◆ Dokumen:
::::

Surabaya 27 Nopember 2025 | Draft Rakyat Newsroom – Isu mengenai kandungan mikroplastik pada air hujan di Kota Surabaya baru-baru ini menjadi perhatian publik. Perbincangan tersebut muncul setelah hasil penelitian menunjukkan adanya partikel mikroplastik pada air hujan yang turun di beberapa wilayah. Banyak pihak mempertanyakan apakah temuan tersebut merupakan ancaman baru bagi kesehatan dan lingkungan.
Menanggapi isu tersebut, Dosen Fakultas Sains dan Teknologi (FST) Universitas Airlangga Dwi Ratri Mitha Isnadina ST MT menegaskan bahwa keberadaan mikroplastik pada air hujan bukanlah sesuatu yang mengejutkan. Fenomena ini, menurutnya, telah ditemukan di banyak negara dan merupakan bagian dari dinamika lingkungan global.
“Mikroplastik sudah banyak teridentifikasi pada media air seperti sungai maupun laut. Ketika air mengalami penguapan, partikel-partikel ini dapat terbawa ke atmosfer dan akhirnya kembali turun bersama hujan. Jadi, temuan mikroplastik pada air hujan di Surabaya bukanlah hal baru yang sulit diprediksi,” jelasnya.

::::

◆ Data yang Disediakan:
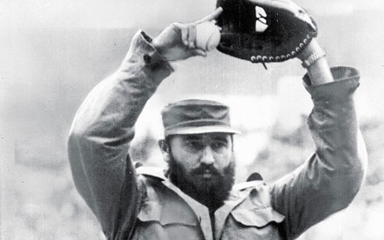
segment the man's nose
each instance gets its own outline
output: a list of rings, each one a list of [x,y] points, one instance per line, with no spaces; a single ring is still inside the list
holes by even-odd
[[[207,165],[210,165],[215,162],[214,151],[210,147],[206,146],[203,150],[200,162]]]

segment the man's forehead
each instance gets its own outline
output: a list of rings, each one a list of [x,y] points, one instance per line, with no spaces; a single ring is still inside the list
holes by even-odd
[[[217,139],[223,140],[230,138],[231,135],[228,133],[211,132],[197,134],[180,134],[175,136],[178,136],[183,140]]]

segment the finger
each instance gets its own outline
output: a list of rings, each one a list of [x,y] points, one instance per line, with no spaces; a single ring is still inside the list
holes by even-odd
[[[196,27],[194,24],[188,25],[188,46],[191,49],[195,47],[196,40]]]
[[[217,8],[210,14],[208,15],[205,17],[203,17],[203,18],[201,18],[200,20],[198,20],[195,22],[197,23],[202,22],[203,21],[211,21],[212,20],[215,20],[216,18],[217,18],[218,17],[219,17],[219,16],[220,16],[220,14],[221,14],[222,12],[223,12],[223,8],[221,7],[220,7]]]
[[[192,50],[192,53],[195,56],[201,56],[202,57],[206,57],[207,53],[201,49],[195,49]]]
[[[184,24],[174,22],[173,25],[180,31],[181,41],[185,45],[188,45],[188,28]]]

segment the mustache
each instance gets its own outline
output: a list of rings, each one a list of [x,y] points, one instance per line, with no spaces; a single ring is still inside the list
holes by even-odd
[[[216,169],[212,165],[202,165],[191,171],[191,174],[194,175],[204,174],[209,172],[215,175],[221,175],[221,173]]]

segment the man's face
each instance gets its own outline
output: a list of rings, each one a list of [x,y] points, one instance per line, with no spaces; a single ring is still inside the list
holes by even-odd
[[[170,137],[168,144],[170,178],[174,183],[208,207],[222,203],[234,181],[231,135],[177,135]]]

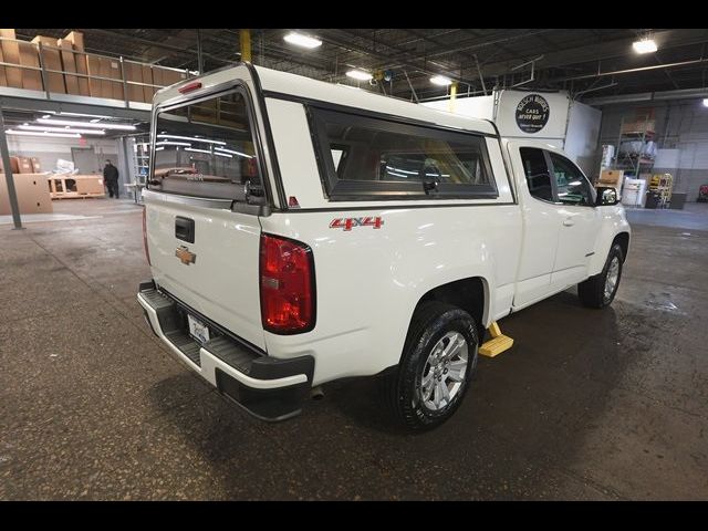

::::

◆ Tugas Latihan:
1. Menurut berita tentang mikroplastik di air hujan Surabaya, bagaimana partikel mikroplastik dari sungai atau laut bisa ikut turun bersama hujan?
2. Lanjutkan berita tentang mikroplastik di air hujan Surabaya setelah kalimat terakhirnya.

◆ Jawaban Latihan:
1. Ketika air menguap, partikel mikroplastik dapat terbawa ke atmosfer lalu kembali turun bersama hujan.

2.
Asal Usul Mikroplastik
Ratri menerangkan bahwa mikroplastik merupakan partikel plastik berukuran 1 mikrometer hingga 5 milimeter. Sementara partikel yang lebih kecil dari 1 mikrometer dikategorikan sebagai nanoplastik. Berdasarkan sumbernya, mikroplastik dibedakan menjadi dua jenis, yakni primer dan sekunder. “Primer itu sejak awal berukuran mikro, misalnya butiran scrub pada produk sabun wajah. Kalau sekunder berasal dari degradasi plastik berukuran besar,” terangnya.
Lebih lanjut, ia menyebutkan bahwa mikroplastik dapat berasal dari banyak aktivitas manusia, termasuk proses pembakaran sampah. Pembakaran yang dilakukan secara terkontrol di fasilitas resmi pada umumnya dilengkapi dengan unit pengelolaan gas buang. Namun, pembakaran sampah secara terbuka berpotensi melepas lebih banyak partikel ke atmosfer karena tidak ada sistem pengendalian.
Dampak terhadap Ekosistem
Pakar Teknik Lingkungan itu menegaskan bahwa paparan mikroplastik tidak menimbulkan efek langsung terhadap tubuh manusia dalam jangka pendek. Namun, dampaknya terhadap ekosistem jauh lebih signifikan dan perlu diwaspadai.
“Air hujan yang mengandung mikroplastik akan mengalir sebagai air limpasan menuju ekosistem air. Di sana, mikroplastik dapat termakan oleh biota seperti ikan, dan pada akhirnya masuk kembali ke tubuh manusia melalui rantai makanan,” ungkapnya.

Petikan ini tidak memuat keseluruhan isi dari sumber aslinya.